MATERIAL TO PROCESS Block Start

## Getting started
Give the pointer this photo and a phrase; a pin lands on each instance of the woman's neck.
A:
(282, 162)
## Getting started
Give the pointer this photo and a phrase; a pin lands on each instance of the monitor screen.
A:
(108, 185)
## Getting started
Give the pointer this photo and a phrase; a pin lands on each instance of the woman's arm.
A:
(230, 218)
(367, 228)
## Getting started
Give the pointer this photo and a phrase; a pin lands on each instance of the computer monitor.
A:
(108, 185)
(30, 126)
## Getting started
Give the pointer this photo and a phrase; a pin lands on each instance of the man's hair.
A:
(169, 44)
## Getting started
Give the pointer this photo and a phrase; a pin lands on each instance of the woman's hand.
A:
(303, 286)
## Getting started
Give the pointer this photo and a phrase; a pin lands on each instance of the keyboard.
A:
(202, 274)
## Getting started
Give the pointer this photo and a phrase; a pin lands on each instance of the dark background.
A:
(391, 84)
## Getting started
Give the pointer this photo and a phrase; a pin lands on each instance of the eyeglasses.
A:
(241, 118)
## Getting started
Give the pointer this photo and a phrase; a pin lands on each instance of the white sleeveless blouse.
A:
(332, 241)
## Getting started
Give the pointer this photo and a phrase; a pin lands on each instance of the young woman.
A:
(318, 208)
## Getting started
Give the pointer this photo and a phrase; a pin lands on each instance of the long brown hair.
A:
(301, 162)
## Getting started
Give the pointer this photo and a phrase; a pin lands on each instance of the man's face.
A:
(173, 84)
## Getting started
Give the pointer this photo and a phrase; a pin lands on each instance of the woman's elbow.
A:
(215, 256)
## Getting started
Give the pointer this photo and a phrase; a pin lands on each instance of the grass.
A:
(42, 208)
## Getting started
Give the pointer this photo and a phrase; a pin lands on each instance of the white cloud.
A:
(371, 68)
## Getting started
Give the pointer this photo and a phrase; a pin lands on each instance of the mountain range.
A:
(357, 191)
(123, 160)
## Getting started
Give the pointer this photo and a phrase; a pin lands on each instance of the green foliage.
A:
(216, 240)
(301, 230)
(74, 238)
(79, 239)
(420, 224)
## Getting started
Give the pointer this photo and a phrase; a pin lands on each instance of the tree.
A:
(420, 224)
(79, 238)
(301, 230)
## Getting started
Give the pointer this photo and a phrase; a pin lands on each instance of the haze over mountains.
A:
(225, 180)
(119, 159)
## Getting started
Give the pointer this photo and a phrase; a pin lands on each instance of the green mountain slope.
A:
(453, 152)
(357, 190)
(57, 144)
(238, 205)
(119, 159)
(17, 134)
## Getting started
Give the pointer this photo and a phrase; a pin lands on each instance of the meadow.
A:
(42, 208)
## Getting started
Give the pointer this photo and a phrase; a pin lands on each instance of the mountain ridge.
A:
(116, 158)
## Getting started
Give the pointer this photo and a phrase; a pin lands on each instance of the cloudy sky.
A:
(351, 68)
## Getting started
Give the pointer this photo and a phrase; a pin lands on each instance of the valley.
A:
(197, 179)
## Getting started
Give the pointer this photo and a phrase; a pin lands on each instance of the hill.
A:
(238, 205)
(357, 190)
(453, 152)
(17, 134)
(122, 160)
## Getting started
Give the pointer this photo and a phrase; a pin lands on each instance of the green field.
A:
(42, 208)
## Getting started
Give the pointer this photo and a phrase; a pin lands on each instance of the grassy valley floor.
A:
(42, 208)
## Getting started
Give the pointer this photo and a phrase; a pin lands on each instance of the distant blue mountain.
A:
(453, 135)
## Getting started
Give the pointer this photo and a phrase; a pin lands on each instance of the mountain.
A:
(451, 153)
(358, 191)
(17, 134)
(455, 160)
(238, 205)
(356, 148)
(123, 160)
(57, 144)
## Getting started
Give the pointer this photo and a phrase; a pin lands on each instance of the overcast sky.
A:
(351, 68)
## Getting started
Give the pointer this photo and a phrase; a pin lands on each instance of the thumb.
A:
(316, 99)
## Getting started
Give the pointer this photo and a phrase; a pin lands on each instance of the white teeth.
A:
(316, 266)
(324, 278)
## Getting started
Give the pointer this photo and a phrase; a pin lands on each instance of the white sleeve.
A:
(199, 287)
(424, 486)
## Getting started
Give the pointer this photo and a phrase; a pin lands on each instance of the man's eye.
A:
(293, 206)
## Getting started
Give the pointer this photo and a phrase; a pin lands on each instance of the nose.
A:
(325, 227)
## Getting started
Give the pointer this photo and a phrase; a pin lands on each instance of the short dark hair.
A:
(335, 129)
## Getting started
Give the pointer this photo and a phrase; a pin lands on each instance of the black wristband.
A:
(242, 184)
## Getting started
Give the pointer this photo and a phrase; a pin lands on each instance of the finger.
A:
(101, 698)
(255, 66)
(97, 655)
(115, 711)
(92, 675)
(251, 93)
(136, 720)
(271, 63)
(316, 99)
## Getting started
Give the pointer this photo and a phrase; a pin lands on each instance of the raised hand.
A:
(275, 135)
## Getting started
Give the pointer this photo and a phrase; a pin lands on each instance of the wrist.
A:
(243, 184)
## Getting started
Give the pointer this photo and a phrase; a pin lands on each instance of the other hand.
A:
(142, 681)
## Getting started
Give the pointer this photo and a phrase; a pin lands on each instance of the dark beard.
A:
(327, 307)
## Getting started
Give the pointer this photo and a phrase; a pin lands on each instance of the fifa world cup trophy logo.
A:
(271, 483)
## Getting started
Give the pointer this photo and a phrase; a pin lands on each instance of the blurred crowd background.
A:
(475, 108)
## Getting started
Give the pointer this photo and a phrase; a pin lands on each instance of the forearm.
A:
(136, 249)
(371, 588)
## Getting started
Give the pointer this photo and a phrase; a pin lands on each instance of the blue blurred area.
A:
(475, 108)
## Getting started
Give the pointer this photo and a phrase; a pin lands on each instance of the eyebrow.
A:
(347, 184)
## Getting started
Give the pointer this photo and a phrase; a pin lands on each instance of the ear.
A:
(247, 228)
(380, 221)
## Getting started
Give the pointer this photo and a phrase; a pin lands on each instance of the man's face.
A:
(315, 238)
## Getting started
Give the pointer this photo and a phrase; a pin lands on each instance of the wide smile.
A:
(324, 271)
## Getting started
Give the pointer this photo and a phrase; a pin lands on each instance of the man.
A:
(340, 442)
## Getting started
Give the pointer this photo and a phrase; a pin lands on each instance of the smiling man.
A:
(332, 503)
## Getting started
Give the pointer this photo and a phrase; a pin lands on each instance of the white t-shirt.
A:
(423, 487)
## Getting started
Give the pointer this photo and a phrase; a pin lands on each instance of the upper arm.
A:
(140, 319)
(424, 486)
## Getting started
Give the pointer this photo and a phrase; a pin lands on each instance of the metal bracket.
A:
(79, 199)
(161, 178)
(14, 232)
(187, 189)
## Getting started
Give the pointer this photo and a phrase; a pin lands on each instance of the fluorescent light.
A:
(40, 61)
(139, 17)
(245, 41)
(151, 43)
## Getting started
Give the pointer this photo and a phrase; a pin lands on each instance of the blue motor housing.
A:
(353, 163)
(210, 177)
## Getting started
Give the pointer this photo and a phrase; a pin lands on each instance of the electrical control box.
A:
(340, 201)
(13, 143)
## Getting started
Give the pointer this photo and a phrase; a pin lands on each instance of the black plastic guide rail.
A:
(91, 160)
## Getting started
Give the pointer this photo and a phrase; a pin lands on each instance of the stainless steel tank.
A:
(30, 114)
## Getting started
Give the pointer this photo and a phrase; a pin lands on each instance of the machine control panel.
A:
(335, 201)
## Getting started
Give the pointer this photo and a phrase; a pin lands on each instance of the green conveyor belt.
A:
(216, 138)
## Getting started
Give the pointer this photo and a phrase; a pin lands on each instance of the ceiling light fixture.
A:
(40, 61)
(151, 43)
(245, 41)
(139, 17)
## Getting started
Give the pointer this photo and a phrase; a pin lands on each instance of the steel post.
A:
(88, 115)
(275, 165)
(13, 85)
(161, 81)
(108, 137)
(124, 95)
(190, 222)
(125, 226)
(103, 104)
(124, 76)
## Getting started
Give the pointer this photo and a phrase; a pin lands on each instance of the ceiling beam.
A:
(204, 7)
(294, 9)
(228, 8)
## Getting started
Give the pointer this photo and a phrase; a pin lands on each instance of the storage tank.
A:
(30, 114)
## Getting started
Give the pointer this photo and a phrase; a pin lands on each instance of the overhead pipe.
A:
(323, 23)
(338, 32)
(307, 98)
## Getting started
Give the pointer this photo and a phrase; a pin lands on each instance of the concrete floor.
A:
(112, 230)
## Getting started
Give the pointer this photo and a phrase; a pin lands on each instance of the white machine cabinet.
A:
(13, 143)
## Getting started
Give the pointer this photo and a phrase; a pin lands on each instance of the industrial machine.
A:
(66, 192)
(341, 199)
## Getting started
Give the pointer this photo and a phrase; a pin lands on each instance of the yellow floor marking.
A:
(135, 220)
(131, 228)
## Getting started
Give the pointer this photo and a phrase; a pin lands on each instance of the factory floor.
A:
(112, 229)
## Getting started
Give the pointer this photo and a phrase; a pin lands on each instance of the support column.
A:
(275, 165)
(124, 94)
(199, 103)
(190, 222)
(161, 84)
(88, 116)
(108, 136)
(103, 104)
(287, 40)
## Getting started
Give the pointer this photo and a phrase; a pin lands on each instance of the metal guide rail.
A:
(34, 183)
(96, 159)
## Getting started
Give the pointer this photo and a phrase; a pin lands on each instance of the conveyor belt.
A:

MATERIAL TO PROCESS Block End

WORK ORDER: Which lines above hold the string "control"? Copy each of them.

TASK RESPONSE:
Give the pointer this photo and a phrase; a pin lands on each instance of the electrical control box.
Give the pointer this photo and a phrase; a pin lands on each instance of the machine control panel.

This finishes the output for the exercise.